Brief — Write out exactly the lines running from the one that contains "Within one instance, a" through the end of the material.

· · · · ·

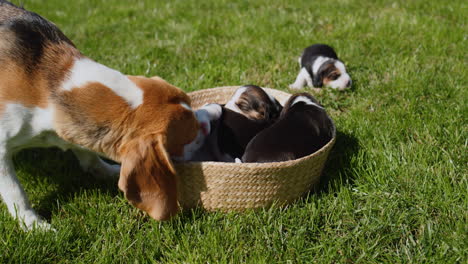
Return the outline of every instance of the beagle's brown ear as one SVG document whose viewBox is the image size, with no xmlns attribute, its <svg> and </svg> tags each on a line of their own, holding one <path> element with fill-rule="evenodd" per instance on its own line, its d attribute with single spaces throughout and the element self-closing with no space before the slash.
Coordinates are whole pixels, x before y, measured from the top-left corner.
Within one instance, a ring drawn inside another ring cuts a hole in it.
<svg viewBox="0 0 468 264">
<path fill-rule="evenodd" d="M 119 188 L 131 204 L 156 220 L 177 214 L 175 170 L 162 135 L 133 139 L 122 147 Z"/>
</svg>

· · · · ·

Answer box —
Within one instance, a ring drawn inside another ring cuts a hole in it.
<svg viewBox="0 0 468 264">
<path fill-rule="evenodd" d="M 119 188 L 131 204 L 156 220 L 177 214 L 175 170 L 162 135 L 133 139 L 122 147 Z"/>
</svg>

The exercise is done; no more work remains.